- Exercise details:
In the data below, find the line containing "Shelf-audit task: drop a dot on every instance of the trophy"; reproduce that line and all subsequent lines exactly, and nothing else.

- Task data:

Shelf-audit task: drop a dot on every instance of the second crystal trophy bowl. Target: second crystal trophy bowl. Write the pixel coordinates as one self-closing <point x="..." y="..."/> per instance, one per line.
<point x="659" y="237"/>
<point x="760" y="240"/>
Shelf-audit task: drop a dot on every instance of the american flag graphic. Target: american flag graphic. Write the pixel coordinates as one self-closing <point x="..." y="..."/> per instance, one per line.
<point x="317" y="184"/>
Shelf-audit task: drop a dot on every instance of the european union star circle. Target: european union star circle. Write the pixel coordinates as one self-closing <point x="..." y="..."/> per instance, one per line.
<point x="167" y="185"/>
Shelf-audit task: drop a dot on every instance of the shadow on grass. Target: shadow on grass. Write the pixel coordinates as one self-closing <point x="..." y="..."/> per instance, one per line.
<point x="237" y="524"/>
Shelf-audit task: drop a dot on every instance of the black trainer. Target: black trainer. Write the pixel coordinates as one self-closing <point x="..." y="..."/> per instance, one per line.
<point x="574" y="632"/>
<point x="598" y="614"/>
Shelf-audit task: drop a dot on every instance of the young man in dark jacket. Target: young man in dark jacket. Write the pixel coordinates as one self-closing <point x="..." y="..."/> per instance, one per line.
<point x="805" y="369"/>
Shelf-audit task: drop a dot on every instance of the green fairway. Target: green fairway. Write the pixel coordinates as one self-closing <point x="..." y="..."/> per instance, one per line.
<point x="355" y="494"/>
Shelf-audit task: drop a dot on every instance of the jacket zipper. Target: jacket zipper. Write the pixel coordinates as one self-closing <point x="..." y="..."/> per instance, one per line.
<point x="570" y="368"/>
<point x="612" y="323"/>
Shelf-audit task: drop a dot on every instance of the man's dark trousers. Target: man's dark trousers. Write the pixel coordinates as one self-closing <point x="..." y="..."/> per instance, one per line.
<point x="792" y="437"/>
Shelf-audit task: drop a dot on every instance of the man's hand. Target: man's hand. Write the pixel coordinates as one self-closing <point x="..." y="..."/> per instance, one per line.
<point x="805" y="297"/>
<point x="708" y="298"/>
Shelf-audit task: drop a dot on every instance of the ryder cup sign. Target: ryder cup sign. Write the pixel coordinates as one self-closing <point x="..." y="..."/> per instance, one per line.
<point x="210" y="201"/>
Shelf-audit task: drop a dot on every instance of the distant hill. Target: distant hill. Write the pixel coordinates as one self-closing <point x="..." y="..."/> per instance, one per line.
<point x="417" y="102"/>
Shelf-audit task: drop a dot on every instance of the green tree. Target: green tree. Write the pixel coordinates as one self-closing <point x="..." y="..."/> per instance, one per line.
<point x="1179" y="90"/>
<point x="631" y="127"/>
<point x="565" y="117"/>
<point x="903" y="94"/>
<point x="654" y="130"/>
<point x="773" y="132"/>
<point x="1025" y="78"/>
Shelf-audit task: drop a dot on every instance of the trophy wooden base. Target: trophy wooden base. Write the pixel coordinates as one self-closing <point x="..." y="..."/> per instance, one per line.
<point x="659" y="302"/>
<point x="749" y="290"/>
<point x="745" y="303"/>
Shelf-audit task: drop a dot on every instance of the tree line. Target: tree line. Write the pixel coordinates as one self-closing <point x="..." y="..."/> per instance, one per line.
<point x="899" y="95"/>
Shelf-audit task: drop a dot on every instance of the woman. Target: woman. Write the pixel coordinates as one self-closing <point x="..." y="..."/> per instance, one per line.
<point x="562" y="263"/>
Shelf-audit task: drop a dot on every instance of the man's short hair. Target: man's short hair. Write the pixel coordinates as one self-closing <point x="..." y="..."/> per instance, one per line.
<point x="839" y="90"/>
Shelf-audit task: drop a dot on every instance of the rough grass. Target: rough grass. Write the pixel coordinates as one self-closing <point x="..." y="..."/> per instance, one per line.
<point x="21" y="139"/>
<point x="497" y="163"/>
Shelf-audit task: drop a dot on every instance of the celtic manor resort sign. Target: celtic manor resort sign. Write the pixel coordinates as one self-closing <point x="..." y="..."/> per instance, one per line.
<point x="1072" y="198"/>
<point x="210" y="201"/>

- Written solution:
Shelf-audit task: drop a dot on every instance of the trophy wooden base. Target: trophy wooden base. Write the pixel coordinates as one self-closing <point x="..." y="..."/> per instance, one per line.
<point x="659" y="302"/>
<point x="749" y="290"/>
<point x="745" y="303"/>
Shelf-audit task: drop a dot on every instance of the tree line. Target: tree line. Write the pixel coordinates as one self-closing <point x="..." y="..."/> per instance, one per line.
<point x="899" y="95"/>
Shelf-audit task: drop a dot on every instance of the woman. Target: woman. Write the pixel coordinates as one self-closing <point x="..." y="..."/> per instance, one per line.
<point x="562" y="263"/>
Shelf-audit task: drop a dot on every instance of the man's short hair. Target: man's short hair. Write the pixel coordinates as one self-closing <point x="..." y="..."/> per instance, one per line.
<point x="839" y="90"/>
Shelf-audit task: drop a dot on every instance of the rough grass. Target: rough grass. Write the pixel coordinates as one self-closing <point x="..." y="..."/> per instance, one per line.
<point x="21" y="139"/>
<point x="497" y="163"/>
Shelf-audit task: drop a dot on every instance of the celtic manor resort sign. Target: celtic manor resort sign. Write the pixel coordinates as one self-closing <point x="..." y="..."/> per instance, one per line.
<point x="1072" y="198"/>
<point x="210" y="201"/>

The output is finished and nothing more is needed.